--- START ---

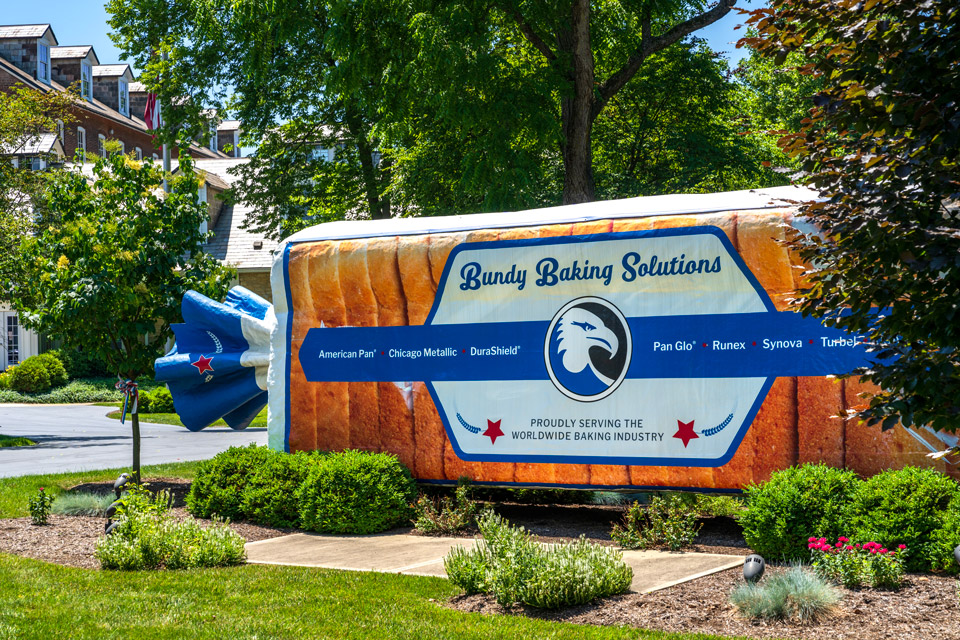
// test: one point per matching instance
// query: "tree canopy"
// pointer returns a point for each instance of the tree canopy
(450, 107)
(882, 146)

--- END ---

Each entry above should be reproduced exactly, with the pictures removed.

// test: one point per matching instance
// query: "tree canopy"
// pointer returns a point for each instance of the tree canopy
(450, 107)
(882, 146)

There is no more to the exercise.